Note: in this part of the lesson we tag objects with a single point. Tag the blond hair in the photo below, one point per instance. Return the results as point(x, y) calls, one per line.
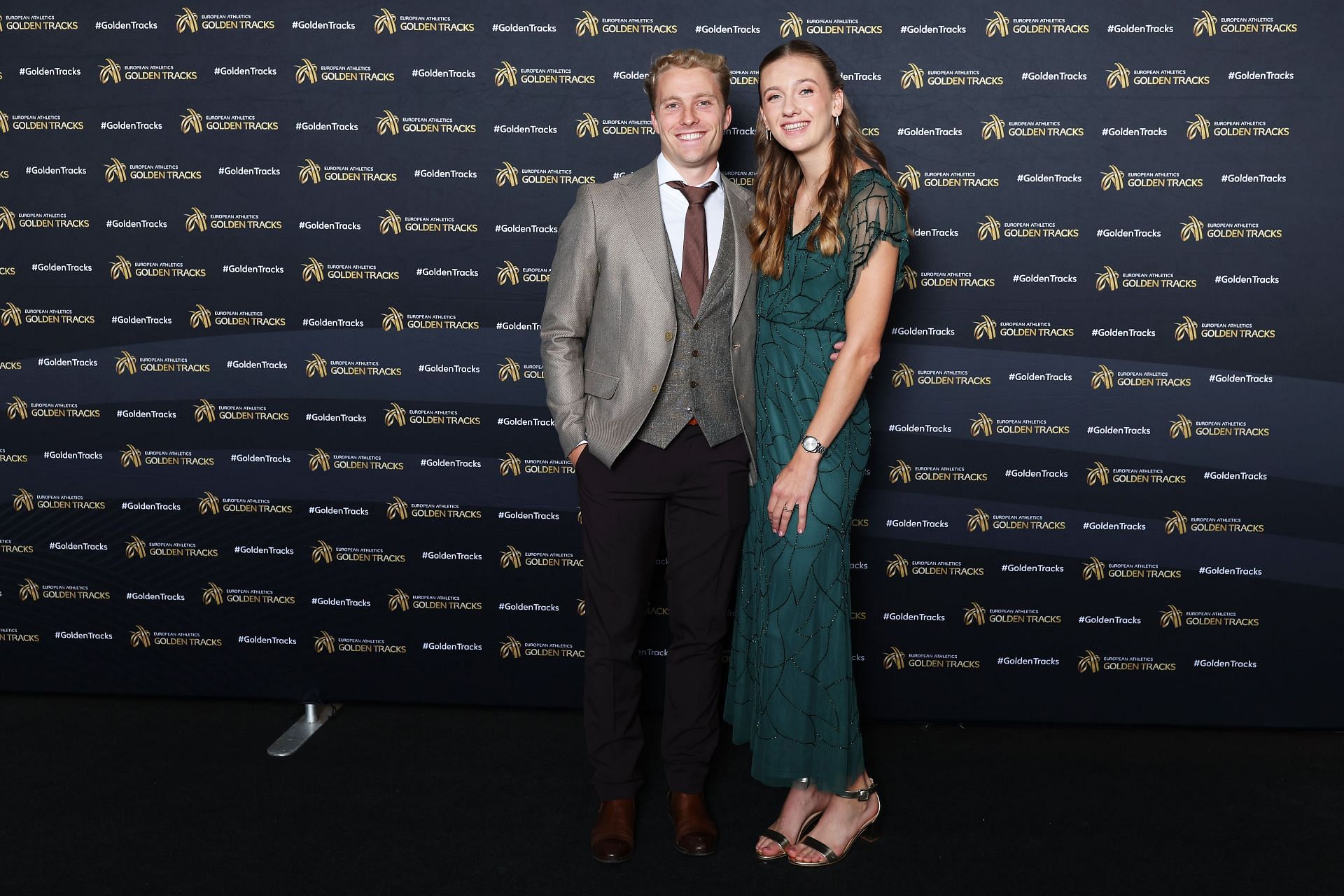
point(689, 58)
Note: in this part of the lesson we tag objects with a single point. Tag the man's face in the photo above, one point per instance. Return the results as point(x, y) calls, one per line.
point(690, 117)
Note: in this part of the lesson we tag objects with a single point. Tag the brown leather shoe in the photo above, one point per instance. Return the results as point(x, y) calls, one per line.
point(613, 834)
point(694, 830)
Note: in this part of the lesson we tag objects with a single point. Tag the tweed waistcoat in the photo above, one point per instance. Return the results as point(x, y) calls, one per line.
point(699, 379)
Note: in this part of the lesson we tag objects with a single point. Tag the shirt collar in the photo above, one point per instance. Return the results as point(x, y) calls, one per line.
point(667, 172)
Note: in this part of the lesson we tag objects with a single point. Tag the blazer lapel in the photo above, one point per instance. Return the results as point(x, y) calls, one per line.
point(742, 257)
point(644, 209)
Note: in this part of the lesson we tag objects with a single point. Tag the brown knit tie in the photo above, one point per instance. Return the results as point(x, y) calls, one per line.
point(695, 251)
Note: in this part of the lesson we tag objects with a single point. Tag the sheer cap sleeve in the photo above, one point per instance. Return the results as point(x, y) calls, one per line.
point(875, 214)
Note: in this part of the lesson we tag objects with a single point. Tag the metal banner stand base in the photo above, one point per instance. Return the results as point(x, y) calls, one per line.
point(315, 715)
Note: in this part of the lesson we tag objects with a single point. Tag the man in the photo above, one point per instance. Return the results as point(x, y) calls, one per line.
point(647, 340)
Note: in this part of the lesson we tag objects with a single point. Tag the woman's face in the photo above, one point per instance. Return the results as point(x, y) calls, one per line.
point(797, 104)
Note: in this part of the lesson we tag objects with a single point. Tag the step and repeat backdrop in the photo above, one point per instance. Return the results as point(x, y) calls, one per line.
point(270, 279)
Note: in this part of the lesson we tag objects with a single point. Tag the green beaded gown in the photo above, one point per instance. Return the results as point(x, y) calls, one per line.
point(790, 679)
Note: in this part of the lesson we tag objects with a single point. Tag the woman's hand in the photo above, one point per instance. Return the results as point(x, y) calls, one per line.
point(793, 489)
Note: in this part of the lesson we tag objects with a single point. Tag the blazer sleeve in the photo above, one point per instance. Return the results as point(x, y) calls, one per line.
point(565, 320)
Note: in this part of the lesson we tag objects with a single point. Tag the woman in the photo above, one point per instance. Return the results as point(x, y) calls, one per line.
point(828, 237)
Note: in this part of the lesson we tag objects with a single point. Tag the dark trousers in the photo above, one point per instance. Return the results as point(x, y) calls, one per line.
point(696, 498)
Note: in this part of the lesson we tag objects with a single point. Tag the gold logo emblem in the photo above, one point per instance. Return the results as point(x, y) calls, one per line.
point(505, 74)
point(390, 223)
point(385, 22)
point(320, 460)
point(898, 566)
point(305, 71)
point(1104, 378)
point(1193, 229)
point(188, 20)
point(974, 613)
point(111, 71)
point(1198, 128)
point(587, 24)
point(197, 220)
point(588, 127)
point(507, 274)
point(388, 124)
point(1177, 523)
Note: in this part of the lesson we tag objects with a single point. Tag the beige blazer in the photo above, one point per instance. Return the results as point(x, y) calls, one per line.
point(609, 323)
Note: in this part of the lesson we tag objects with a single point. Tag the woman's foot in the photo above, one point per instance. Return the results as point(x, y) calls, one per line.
point(839, 825)
point(800, 805)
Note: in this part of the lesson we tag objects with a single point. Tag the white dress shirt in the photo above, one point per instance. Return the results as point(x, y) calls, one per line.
point(675, 206)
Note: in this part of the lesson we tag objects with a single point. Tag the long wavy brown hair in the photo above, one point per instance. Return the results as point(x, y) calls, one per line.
point(778, 175)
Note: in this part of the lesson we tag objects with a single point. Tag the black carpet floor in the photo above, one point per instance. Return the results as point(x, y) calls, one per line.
point(139, 796)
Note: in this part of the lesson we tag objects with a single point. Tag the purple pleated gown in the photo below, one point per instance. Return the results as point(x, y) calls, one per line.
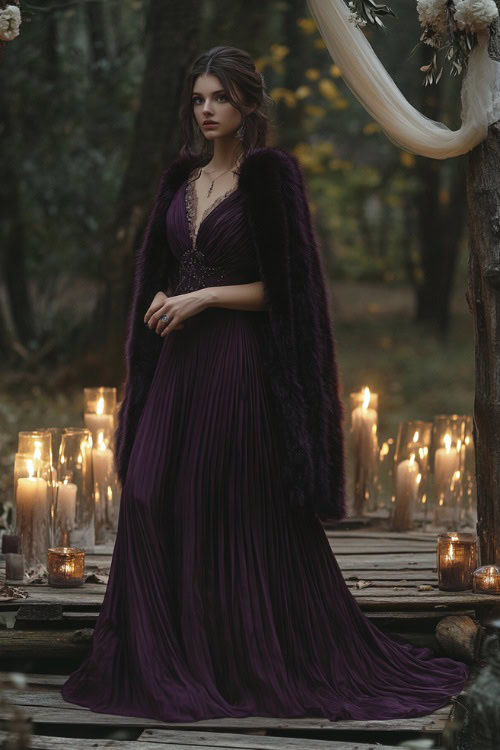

------------

Exercise: The entries above are to be returned exactly, without their pictures.

Task answer:
Note: in this part of the lesson we tag objects with a single point. Tag the blond hair in the photo below, one point per instance. Return the results as point(x, y) calls, one per line.
point(689, 58)
Note: in this part of the lesson we tag objects with a single point. Tag the man's face in the photo above, one point per instance. Return the results as point(x, y) calls, one per line.
point(690, 117)
Note: in this part of the lesson we tag objects with a single point. Tag the brown leather shoe in the photo above, one point per instance. Return the results as point(x, y) calls, one per line.
point(613, 834)
point(694, 830)
Note: in this part of the lesson we tag objects with a single point. Tag the tweed waistcoat in the photo above, one point per instance. Return the results as point(x, y) calls, one per line.
point(699, 379)
Note: in this part of the lesson we tag objects with a single point. Tag the shirt collar in the photo above, one point per instance. Return the results as point(x, y) calls, one per line.
point(667, 172)
Note: in this part of the lesson we tag objects with a single point. Tag the blazer lapel in the photo above, one point per instance. Return the results as point(x, y) calls, one per line.
point(742, 257)
point(644, 209)
Note: in this part of the lesson we tag objects with a single point. Tag the brown knit tie in the photo above, one point per instance. Return the results as point(x, y) calls, one per line.
point(695, 251)
Note: in this part of the lesson we tag objects with a single point. Tag the sheer cap sleeve in the photo above, one point per instance. Return the results as point(x, y) calls, one per line.
point(875, 214)
Note: in this part of the lesson we tag objects with a single point. Tag the metal banner stand base in the photo above, one point per instance. Return the results as point(x, y) calls, one per line.
point(315, 715)
Note: in this part of the lesson we tag objects with a single point. Tag the man in the photo above, one point per instance. Return the results as point(x, y) calls, one per line.
point(647, 340)
Note: in this part of the lesson we tag objects with a single point. Tag the woman's face in the photo above, one point per instance. Return the results as point(x, y) calls, one per line.
point(797, 104)
Note: in this part of the lesson we tag objects with a single point. Tag the step and repeat backdrop in the photo above, one point per instance. Return the results as point(x, y) calls, one per line.
point(270, 279)
Note: in this part of the lesson we tag objects with a single point. Tag the green beaded gown in the photo above, one point per instance. Return the results as point(x, y) calls, one per line.
point(790, 679)
Note: in this part of the lesson we tag objects with a single point. Tag the woman's hand in the photo above, one point per instance. Return the results as point(x, y) calls, one per line.
point(793, 489)
Note: in this part of the lesson we tag objects with a single point. Tag the blazer sleeve in the photo above, one point per instance. Return the results as point(x, y) calls, one per line.
point(565, 320)
Note: in this part of the lesson we tag objects with a single point. Tag the woman in the photo above, one point per instance. Return the results as point(x, y) calls, one per line.
point(828, 237)
Note: in this part of the lesson we tag objects with a single point. Tag the dark trousers in the photo above, one point per instance. Return the results as point(x, y) calls, one per line.
point(696, 498)
Note: in this part of the lesson we tag objects with a single point. Tag the gold logo emblem in the photo above, one point per instance. Return the results as point(x, y) calls, one per line.
point(505, 74)
point(390, 223)
point(385, 22)
point(320, 460)
point(898, 566)
point(305, 71)
point(1104, 378)
point(1193, 229)
point(188, 20)
point(974, 613)
point(111, 71)
point(1198, 128)
point(587, 24)
point(197, 220)
point(588, 127)
point(507, 274)
point(388, 124)
point(1177, 523)
Note: in this part of the lesson we tag objects with a single point. Tag the beige blazer in the photo above, one point per instance. Return the results as point(x, y) calls, one per line.
point(609, 323)
Note: in this part of the lesson we tag objects with a single point. Tag the woman's foot in the photo above, one point per instance. Return the results as point(x, y) calls, one per line.
point(839, 825)
point(800, 805)
Note: in this part of the lesson we tag objects with a single point. Tag the white dress shirt in the photo above, one point per instance. Return the results as point(x, y) calls, one per line.
point(675, 206)
Note: in this part of the lesson we tag objects with a single point. Tag the long wavy brown hair in the photo above, one point per instance. Return the results as point(x, y) calls, one per line.
point(778, 175)
Note: in this part of the lesson we tag objects with a single point. Tag the black carpet floor in the photo above, one point per instance. Return the results as point(x, y) calls, one per line.
point(139, 796)
Note: in this part of the lesson we tag objects with a single point. Tag the purple pleated gown in the photo below, one point per instance. Return the results as point(x, y) calls, one per line.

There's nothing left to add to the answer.